Begin Source passage
Feminists before Partition

Published October 28, 2020
The writer is an attorney teaching constitutional law and political philosophy.
The writer is an attorney teaching constitutional law and political philosophy.

SUCH is the weight of colonial and post-colonial erasure that the girls and women living in Pakistan today have very little idea about the very early feminists who have come before them. Current nationalist intoxications wish to divide all things and everything along the lines of a border drawn by the British and incongruous to the actual groupings of the subcontinent’s multitudinous identities. There are persistent efforts, on both the Indian and Pakistani sides, to read current divisions and delusions in the historical past. The consequence has been a history full of holes, large omissions and boisterous erasures where the stories of people should be.

Given that India and Pakistan and Bangladesh are all patriarchal societies, it follows that the histories of these lands that have been resuscitated from the past, and presented to populations that do not have much of an idea of the past, have been male histories. There are many male heroes and leaders, poets and writers, men who gave memorable speeches and men who stood up to the British; the stories of women are harder to find.

Women, however, were present and they were busy. In her essay ‘Feminist Inheritances and Foremothers: The Beginnings of Feminism in Modern India’, the historian Padma Anagol turns her attention to the women of Maharashtra in India. It is fascinating to consider these intrepid women of the late 1800s who refused to bow to the patriarchal societies in which they found themselves. It is notable that their activities for reform took place in the context of severe criticism from their Western rulers, who saw India as backward and uncivilised. Some of the struggles took place under the larger umbrella of social reform movements in which individuals of all religions participated and engaged. In Anagol’s view, it is these reform societies that were the precursors of contemporary feminisms that exist in the subcontinent today.

Read: How a small feminist group led by Hindu women in pre-Partition Sindh went on to get global renown

In the late 1930s, a woman named Lakshmibai Tilak became one of the first Indian women to write her autobiography. The book, which tells the story of Tilak’s life, includes the story of her grandfather who was hanged in 1857 owing to his participation in the uprising against the British. Born in 1868, she was married off at an early age to a Marathi-language poet who was subject to many whims and eccentricities and often just got up and left, leaving his family behind. It is quite likely that it was owing to these events that Tilak advocated for women’s financial and economic independence. In an effort to do just this, she began training as a nurse, an endeavour she sadly had to abandon owing to family responsibilities.

There are many male heroes and leaders, poets and writers, who stood up to the British; the stories of women are harder to find.
End Source passage
_Tasks:_
#1 Reproduce the essay on early feminists between "SUCH is the" and "people should be.", inclusive, substituting "frontier" for "border".
#2 Answer these questions from the essay on early feminists:
(a) What does the writer teach?
(b) The women of which Indian region does Padma Anagol focus on?
(c) In what year was Lakshmibai Tilak born?
The data that comes next is not needed for anything here.
Begin Supplied information
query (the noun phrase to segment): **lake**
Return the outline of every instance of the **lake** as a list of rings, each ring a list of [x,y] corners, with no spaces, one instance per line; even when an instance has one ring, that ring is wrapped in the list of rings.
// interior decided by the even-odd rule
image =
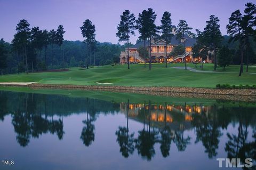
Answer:
[[[14,164],[1,169],[255,168],[255,103],[1,89],[0,159]]]

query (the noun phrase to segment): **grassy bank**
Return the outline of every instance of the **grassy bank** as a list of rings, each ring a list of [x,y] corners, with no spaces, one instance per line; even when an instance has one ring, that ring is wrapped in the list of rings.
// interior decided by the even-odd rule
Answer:
[[[119,93],[108,91],[86,91],[79,90],[52,90],[33,89],[28,87],[3,87],[0,86],[1,91],[11,91],[47,95],[61,95],[69,98],[91,98],[109,101],[112,102],[126,102],[129,100],[131,103],[148,103],[149,100],[152,104],[213,104],[221,106],[250,106],[255,107],[255,102],[242,101],[216,100],[213,99],[197,99],[189,98],[173,98],[130,93]]]
[[[204,65],[203,70],[213,70],[213,64]],[[130,69],[127,69],[126,65],[105,66],[89,69],[72,68],[63,72],[4,75],[0,76],[0,82],[37,82],[42,84],[81,85],[99,85],[100,84],[95,83],[99,82],[112,83],[107,85],[115,86],[194,87],[215,87],[218,84],[256,84],[256,74],[244,73],[238,77],[239,66],[228,67],[221,73],[196,72],[173,68],[179,66],[183,64],[169,64],[167,68],[164,68],[163,64],[154,64],[151,70],[148,68],[145,69],[143,64],[131,64]],[[192,64],[188,66],[195,68]],[[201,69],[198,67],[196,69]],[[218,68],[218,70],[221,71],[223,69]],[[249,71],[255,73],[256,68],[251,67]]]

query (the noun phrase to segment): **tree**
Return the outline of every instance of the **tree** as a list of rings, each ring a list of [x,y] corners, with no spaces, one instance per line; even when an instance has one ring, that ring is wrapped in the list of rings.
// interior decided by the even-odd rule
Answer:
[[[119,38],[119,41],[127,41],[127,63],[128,69],[130,69],[130,56],[129,56],[129,39],[130,35],[135,35],[134,29],[136,28],[135,25],[135,19],[134,14],[131,13],[129,10],[125,10],[123,12],[123,15],[120,16],[121,21],[117,26],[117,33],[116,35]]]
[[[56,37],[56,31],[54,29],[52,29],[50,31],[49,33],[49,44],[51,44],[51,64],[52,64],[53,63],[53,44],[56,44],[57,42],[57,37]]]
[[[243,17],[242,27],[245,31],[245,43],[246,51],[248,52],[250,47],[250,37],[253,37],[256,40],[256,6],[252,3],[247,3],[245,4],[246,8],[244,10],[245,14]],[[249,63],[249,55],[247,55],[246,72],[248,72]]]
[[[82,31],[82,35],[83,37],[85,38],[85,39],[83,41],[84,43],[86,43],[90,48],[90,64],[91,64],[91,51],[92,49],[93,49],[94,54],[94,63],[95,66],[95,55],[94,55],[94,46],[95,46],[95,26],[92,24],[92,21],[87,19],[84,22],[83,26],[80,27]]]
[[[19,34],[19,36],[17,36],[20,39],[19,41],[20,42],[20,44],[25,50],[26,71],[27,74],[28,74],[27,50],[28,44],[29,43],[29,38],[30,34],[30,29],[29,28],[29,24],[28,23],[28,21],[24,19],[20,20],[16,27],[16,30]]]
[[[149,36],[147,35],[147,25],[149,20],[148,19],[148,12],[147,10],[143,10],[141,13],[139,14],[139,17],[138,20],[136,20],[136,23],[137,25],[137,29],[139,31],[139,33],[140,34],[140,36],[139,37],[139,39],[142,39],[144,42],[144,49],[143,52],[140,50],[140,53],[143,54],[144,58],[144,68],[146,68],[146,59],[147,57],[147,53],[148,54],[148,51],[146,48],[146,41],[147,38],[148,38]],[[139,52],[139,55],[140,55],[140,52]],[[142,55],[140,55],[140,56],[142,57]]]
[[[50,34],[47,30],[44,29],[42,33],[42,45],[44,47],[44,63],[45,64],[45,68],[47,69],[47,62],[46,62],[46,50],[47,47],[50,43]]]
[[[181,55],[184,52],[184,48],[182,45],[179,45],[169,54],[170,56],[176,56],[179,55]]]
[[[141,58],[145,59],[145,61],[146,61],[146,59],[148,58],[149,54],[148,51],[145,50],[144,47],[140,46],[139,48],[137,48],[137,51],[139,52],[139,56]]]
[[[205,37],[203,33],[202,33],[198,29],[196,29],[197,32],[196,43],[194,45],[192,48],[193,52],[193,58],[201,58],[202,69],[203,69],[203,61],[207,58],[207,54],[208,53],[207,48],[205,46]]]
[[[5,48],[5,42],[2,38],[0,40],[0,71],[3,75],[3,70],[7,67],[6,59],[7,51]]]
[[[185,46],[185,35],[188,36],[193,36],[193,34],[190,31],[192,28],[189,27],[187,21],[185,20],[180,20],[179,24],[177,26],[177,29],[176,32],[177,36],[176,36],[177,39],[182,39],[183,45],[184,47],[184,59],[185,62],[185,69],[187,70],[187,62],[186,61],[186,46]]]
[[[159,28],[155,23],[155,21],[156,19],[156,14],[155,13],[152,9],[148,9],[147,18],[148,21],[146,25],[146,28],[147,28],[147,33],[146,35],[147,35],[149,38],[149,70],[151,70],[152,67],[151,61],[151,38],[157,36],[157,33],[159,32]]]
[[[21,38],[20,38],[20,34],[16,33],[13,37],[13,39],[12,41],[12,49],[13,51],[16,51],[17,54],[17,71],[18,74],[20,74],[20,71],[21,71],[20,68],[20,63],[19,61],[19,55],[21,53],[21,49],[22,48]]]
[[[120,152],[125,157],[127,158],[129,154],[132,154],[134,151],[134,133],[129,134],[129,100],[126,104],[127,108],[127,123],[126,127],[118,127],[118,130],[116,132],[117,136],[116,141],[118,142],[120,146]]]
[[[171,39],[173,36],[172,25],[172,19],[171,19],[171,13],[167,11],[164,12],[164,14],[161,20],[162,25],[160,26],[162,32],[162,37],[165,41],[165,68],[167,68],[167,44],[170,43]]]
[[[42,31],[39,30],[38,27],[35,27],[31,29],[30,39],[32,46],[36,49],[36,63],[37,71],[38,71],[38,50],[42,48]]]
[[[255,6],[251,3],[247,3],[245,6],[245,14],[242,16],[239,10],[233,12],[229,19],[229,24],[226,27],[227,33],[231,36],[229,42],[238,41],[239,43],[241,62],[239,76],[241,76],[243,72],[244,50],[246,44],[247,47],[249,47],[249,37],[255,37],[255,31],[253,29],[253,27],[256,25],[255,17],[254,17],[256,10]]]
[[[95,135],[93,131],[95,127],[92,122],[93,120],[91,119],[91,117],[88,119],[88,112],[87,112],[86,119],[83,120],[83,123],[85,124],[85,126],[83,127],[80,136],[80,139],[83,140],[83,143],[86,147],[89,147],[94,141]]]
[[[217,50],[220,46],[221,40],[223,38],[220,30],[220,21],[218,17],[214,15],[210,16],[210,20],[206,21],[206,26],[204,28],[204,36],[206,46],[210,51],[213,50],[214,58],[214,70],[217,67]]]
[[[63,35],[65,33],[64,28],[62,25],[59,25],[56,32],[56,43],[60,47],[60,50],[62,51],[62,69],[64,69],[64,52],[62,49],[62,44],[64,38],[63,38]]]
[[[232,60],[232,54],[231,50],[226,46],[222,46],[218,51],[217,54],[218,64],[220,67],[228,66]]]

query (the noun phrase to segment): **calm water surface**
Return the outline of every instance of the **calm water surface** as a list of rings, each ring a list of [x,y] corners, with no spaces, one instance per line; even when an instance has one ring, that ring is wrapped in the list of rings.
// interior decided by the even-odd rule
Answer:
[[[217,158],[256,165],[255,104],[145,99],[0,91],[0,159],[15,163],[0,169],[225,169]]]

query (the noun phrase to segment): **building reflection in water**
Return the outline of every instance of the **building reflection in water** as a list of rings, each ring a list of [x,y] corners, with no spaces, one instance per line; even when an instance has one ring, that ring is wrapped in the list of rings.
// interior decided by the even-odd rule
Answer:
[[[118,103],[89,98],[0,91],[0,121],[5,121],[5,117],[11,115],[17,142],[25,147],[31,138],[39,138],[43,134],[51,133],[62,140],[66,135],[63,117],[86,112],[81,120],[83,126],[77,140],[90,147],[94,141],[94,123],[98,115],[121,112],[126,116],[126,125],[119,127],[115,134],[124,157],[137,151],[150,160],[156,154],[156,143],[160,145],[163,157],[167,157],[173,145],[183,151],[188,145],[201,142],[209,158],[213,158],[218,154],[220,141],[226,138],[227,141],[222,147],[227,157],[256,158],[255,105],[233,104],[216,101],[207,106],[191,103],[155,104],[150,101],[132,103],[129,100]],[[143,128],[131,131],[131,119],[141,123]],[[226,131],[229,125],[232,125],[233,129],[226,132],[224,129]],[[186,133],[189,129],[194,131],[194,137]]]

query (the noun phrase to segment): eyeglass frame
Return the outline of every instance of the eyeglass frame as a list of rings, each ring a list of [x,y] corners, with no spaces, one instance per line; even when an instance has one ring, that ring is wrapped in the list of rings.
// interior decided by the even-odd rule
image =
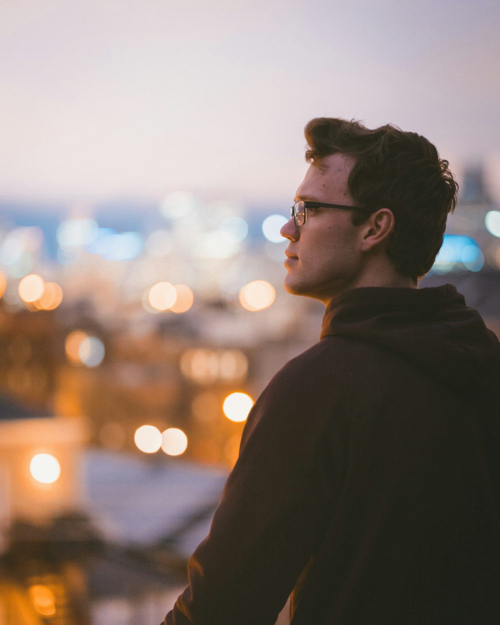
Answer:
[[[299,212],[297,210],[298,204],[302,204],[303,212]],[[366,212],[373,212],[374,209],[366,208],[364,206],[346,206],[343,204],[325,204],[324,202],[309,202],[307,200],[299,200],[296,202],[291,208],[291,216],[293,218],[294,223],[297,228],[303,226],[308,219],[307,211],[308,208],[340,208],[346,209],[349,211],[364,211]],[[304,215],[304,221],[302,223],[298,223],[298,217],[299,214]]]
End Supplied information
_Task-by-task results:_
#1
SUCH is the weight of colonial and post-colonial erasure that the girls and women living in Pakistan today have very little idea about the very early feminists who have come before them. Current nationalist intoxications wish to divide all things and everything along the lines of a frontier drawn by the British and incongruous to the actual groupings of the subcontinent’s multitudinous identities. There are persistent efforts, on both the Indian and Pakistani sides, to read current divisions and delusions in the historical past. The consequence has been a history full of holes, large omissions and boisterous erasures where the stories of people should be.

#2
(a) Constitutional law and political philosophy.
(b) Maharashtra.
(c) 1868.